- Task details:
From the data below, set down exactly the lines between the one holding "Class, locate every instance of the blue blurred" and the one holding "Class, locate every instance of the racket handle", inclusive, and no others.

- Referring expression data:

────────

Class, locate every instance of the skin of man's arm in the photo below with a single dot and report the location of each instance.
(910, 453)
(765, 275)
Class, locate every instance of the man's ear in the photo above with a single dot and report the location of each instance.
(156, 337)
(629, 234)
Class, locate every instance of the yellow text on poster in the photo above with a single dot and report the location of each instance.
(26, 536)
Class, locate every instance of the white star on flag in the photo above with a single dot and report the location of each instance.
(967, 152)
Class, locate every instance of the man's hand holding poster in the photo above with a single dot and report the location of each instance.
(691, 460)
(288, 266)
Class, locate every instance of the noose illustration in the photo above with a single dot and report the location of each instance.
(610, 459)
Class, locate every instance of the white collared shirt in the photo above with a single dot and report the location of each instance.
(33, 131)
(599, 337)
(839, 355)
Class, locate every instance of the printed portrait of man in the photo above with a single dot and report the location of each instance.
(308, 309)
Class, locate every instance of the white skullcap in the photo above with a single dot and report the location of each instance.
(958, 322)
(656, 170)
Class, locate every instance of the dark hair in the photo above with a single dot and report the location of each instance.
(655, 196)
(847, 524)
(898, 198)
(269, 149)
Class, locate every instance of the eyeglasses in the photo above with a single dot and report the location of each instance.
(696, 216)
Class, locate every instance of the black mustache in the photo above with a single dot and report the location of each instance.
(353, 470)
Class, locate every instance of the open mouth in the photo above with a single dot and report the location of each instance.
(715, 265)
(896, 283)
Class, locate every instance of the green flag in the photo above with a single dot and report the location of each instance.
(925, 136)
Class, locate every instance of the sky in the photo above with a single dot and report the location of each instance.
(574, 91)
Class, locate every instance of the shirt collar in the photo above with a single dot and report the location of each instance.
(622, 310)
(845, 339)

────────

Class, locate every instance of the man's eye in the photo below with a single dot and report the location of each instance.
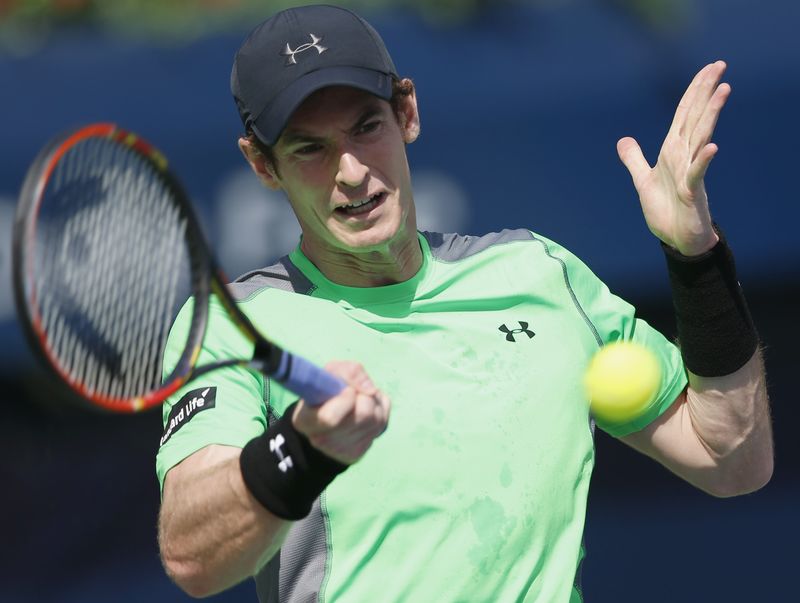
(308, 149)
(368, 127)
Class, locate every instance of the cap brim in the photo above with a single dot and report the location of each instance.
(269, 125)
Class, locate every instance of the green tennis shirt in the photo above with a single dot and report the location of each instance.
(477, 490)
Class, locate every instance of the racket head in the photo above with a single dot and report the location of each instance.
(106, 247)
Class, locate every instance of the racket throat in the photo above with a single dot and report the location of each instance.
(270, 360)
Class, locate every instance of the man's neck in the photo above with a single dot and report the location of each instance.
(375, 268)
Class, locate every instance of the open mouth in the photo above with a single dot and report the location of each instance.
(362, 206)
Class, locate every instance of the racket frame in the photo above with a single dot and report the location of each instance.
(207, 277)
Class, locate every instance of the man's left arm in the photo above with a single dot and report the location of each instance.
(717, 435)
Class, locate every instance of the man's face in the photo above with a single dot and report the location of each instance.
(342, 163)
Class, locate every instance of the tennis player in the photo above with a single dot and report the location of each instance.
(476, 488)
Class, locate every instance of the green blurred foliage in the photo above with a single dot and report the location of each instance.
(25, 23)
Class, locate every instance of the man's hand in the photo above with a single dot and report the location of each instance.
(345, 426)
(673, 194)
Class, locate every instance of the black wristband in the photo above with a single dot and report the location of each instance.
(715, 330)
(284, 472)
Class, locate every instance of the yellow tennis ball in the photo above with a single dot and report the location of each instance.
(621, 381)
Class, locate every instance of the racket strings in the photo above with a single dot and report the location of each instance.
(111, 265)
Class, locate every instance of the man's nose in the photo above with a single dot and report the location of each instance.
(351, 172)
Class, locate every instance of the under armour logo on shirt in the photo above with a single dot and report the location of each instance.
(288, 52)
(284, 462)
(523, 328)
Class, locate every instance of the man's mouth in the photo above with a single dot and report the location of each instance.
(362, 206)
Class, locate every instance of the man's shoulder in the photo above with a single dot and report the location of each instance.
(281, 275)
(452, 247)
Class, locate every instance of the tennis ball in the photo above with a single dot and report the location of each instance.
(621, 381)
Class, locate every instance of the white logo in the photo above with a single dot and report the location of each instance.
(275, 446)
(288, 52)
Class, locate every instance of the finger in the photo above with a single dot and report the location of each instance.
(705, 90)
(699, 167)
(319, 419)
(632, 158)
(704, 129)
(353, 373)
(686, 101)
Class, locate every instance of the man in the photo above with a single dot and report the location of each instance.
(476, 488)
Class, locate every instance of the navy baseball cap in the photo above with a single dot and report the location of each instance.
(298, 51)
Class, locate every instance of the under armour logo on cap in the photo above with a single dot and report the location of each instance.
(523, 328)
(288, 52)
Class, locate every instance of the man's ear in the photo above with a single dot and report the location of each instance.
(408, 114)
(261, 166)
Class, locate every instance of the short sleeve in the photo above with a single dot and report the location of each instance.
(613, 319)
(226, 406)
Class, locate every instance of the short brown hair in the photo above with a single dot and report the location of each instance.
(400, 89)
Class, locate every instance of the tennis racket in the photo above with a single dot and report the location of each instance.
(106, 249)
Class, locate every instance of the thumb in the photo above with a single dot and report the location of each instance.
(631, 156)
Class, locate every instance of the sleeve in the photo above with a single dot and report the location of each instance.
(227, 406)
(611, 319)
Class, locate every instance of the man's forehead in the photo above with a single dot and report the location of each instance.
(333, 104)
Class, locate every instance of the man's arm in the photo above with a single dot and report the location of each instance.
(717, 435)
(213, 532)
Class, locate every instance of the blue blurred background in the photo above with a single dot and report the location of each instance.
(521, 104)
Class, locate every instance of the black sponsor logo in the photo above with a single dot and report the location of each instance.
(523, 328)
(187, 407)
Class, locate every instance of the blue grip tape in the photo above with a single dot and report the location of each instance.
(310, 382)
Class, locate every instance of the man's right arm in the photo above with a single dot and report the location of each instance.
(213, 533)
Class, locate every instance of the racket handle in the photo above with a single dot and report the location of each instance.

────────

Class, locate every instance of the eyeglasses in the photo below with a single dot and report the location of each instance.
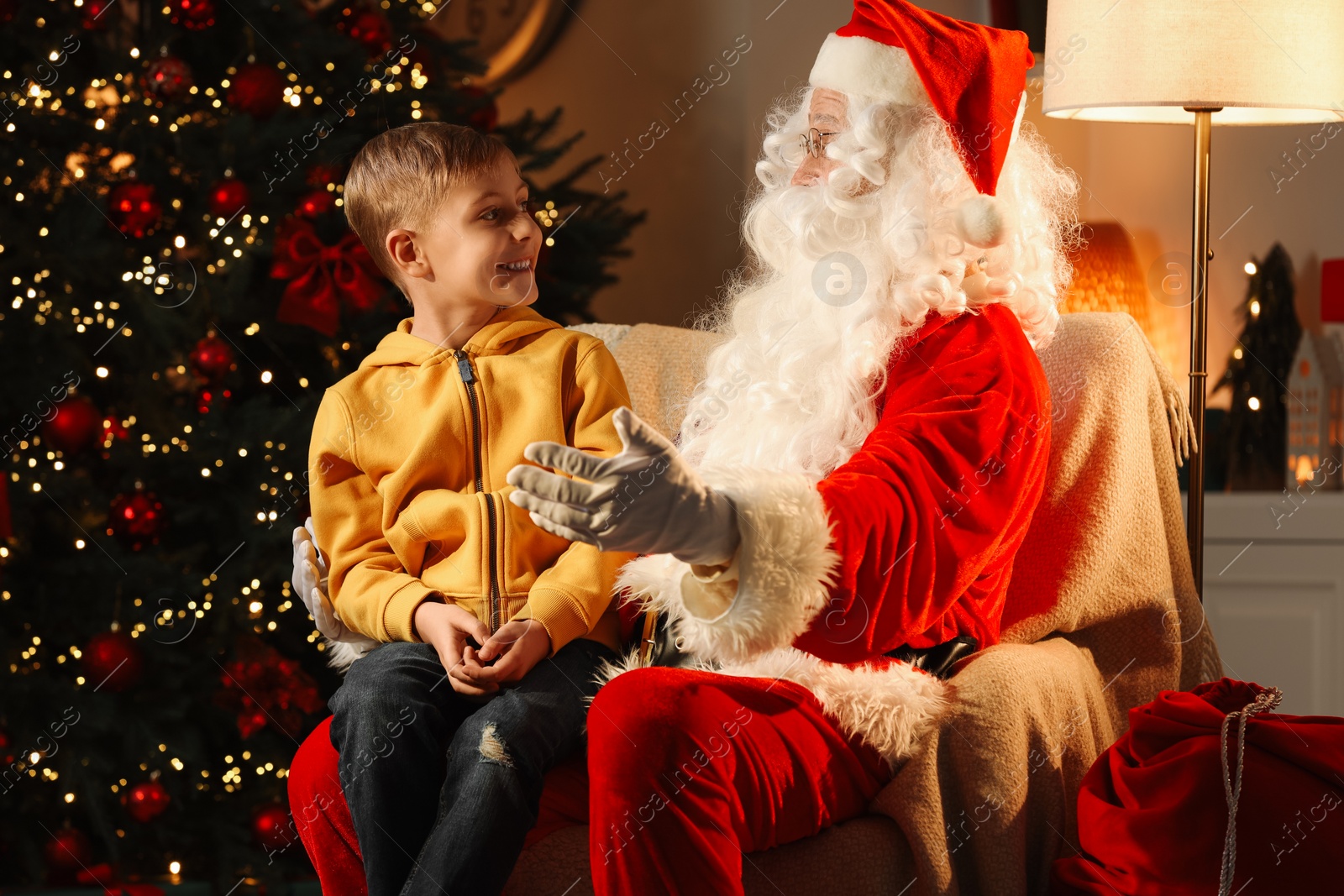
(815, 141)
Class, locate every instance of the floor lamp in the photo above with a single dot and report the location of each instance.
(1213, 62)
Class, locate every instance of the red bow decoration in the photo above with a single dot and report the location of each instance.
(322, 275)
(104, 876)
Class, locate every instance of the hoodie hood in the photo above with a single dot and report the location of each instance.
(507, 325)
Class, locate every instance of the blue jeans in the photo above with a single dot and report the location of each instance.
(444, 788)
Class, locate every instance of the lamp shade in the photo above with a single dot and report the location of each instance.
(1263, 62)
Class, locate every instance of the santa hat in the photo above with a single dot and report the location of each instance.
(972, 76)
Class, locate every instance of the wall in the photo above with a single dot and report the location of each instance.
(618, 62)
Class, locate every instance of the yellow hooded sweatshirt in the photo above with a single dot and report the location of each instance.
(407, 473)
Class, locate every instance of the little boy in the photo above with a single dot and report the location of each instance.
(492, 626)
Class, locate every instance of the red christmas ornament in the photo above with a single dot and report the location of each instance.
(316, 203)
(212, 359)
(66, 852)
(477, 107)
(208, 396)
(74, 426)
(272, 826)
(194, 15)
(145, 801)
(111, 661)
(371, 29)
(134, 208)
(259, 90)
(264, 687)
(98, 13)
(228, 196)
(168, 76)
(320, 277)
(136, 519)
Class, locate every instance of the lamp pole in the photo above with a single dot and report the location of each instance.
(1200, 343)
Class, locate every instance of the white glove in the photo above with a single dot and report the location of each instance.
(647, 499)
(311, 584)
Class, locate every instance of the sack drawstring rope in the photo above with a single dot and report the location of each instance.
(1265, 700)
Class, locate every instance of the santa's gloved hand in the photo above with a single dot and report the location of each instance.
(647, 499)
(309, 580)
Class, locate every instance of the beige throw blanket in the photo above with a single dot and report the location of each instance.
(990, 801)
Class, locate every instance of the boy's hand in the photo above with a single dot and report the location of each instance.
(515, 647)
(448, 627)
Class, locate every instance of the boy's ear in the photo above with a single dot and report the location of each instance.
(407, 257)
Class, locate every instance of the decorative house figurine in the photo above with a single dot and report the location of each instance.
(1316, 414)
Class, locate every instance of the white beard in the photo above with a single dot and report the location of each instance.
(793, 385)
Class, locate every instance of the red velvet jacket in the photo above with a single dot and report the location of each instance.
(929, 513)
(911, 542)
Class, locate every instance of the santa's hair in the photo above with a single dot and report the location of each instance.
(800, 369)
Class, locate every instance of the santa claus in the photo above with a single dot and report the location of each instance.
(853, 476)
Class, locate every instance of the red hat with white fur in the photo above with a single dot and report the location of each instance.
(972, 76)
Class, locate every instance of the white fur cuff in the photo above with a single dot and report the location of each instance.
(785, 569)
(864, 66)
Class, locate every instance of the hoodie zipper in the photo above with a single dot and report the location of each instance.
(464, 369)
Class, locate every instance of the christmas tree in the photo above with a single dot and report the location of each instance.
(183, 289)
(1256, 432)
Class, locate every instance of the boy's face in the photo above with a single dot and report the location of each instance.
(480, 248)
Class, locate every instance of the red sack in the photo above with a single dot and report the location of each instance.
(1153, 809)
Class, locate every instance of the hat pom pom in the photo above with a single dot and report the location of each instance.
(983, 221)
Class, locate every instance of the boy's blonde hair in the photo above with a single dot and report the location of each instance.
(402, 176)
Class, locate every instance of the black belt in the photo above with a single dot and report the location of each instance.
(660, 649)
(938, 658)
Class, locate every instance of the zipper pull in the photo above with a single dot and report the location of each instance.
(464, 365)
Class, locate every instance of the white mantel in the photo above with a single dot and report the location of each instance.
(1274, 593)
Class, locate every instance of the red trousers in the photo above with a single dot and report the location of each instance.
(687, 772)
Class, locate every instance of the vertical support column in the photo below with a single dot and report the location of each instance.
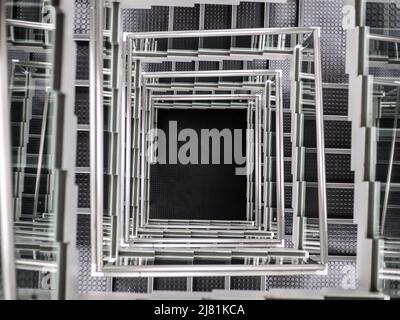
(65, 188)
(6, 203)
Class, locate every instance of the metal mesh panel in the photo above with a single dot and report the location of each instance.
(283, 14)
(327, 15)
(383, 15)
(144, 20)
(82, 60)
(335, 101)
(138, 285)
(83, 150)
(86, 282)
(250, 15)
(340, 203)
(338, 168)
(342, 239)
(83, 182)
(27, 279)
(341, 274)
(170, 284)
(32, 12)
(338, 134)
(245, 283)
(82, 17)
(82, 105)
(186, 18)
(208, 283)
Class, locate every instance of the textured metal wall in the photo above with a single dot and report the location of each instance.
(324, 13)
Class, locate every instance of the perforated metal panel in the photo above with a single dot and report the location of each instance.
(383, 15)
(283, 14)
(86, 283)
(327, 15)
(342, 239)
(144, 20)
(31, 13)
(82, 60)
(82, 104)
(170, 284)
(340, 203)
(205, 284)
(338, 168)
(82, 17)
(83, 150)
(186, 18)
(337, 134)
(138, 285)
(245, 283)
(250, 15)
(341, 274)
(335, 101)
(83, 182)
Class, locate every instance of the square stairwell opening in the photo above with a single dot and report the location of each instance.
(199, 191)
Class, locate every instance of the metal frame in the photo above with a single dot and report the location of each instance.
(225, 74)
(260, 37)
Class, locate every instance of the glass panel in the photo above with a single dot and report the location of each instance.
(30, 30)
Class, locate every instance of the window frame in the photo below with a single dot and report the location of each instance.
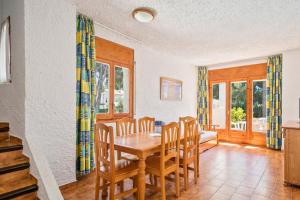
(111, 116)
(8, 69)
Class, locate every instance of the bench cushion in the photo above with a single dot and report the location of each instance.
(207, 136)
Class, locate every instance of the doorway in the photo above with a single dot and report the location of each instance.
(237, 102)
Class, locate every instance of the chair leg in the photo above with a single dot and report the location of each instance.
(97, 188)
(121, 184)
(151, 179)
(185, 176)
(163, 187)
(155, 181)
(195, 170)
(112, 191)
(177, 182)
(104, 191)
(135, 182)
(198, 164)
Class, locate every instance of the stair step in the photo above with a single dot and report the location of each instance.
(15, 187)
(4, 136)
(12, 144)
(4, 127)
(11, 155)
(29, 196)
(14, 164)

────────

- Answer section:
Class, locate every instance of the blue blurred background in the photo above with a single dot and report the location of each instance.
(521, 104)
Class, locate every instance of the black sponsor logo in the photo above with a single dot and report the location of each instance.
(523, 328)
(187, 407)
Class, locate every instance of the blue grip tape in the photo above with a single dot and report the location of each instance.
(310, 382)
Class, locate every instance of the man's right arm in the photo above with a single dot and report the location of each instance.
(213, 533)
Class, locate every instance of the racket handle in the photo above with a single dot and report the location of each instance.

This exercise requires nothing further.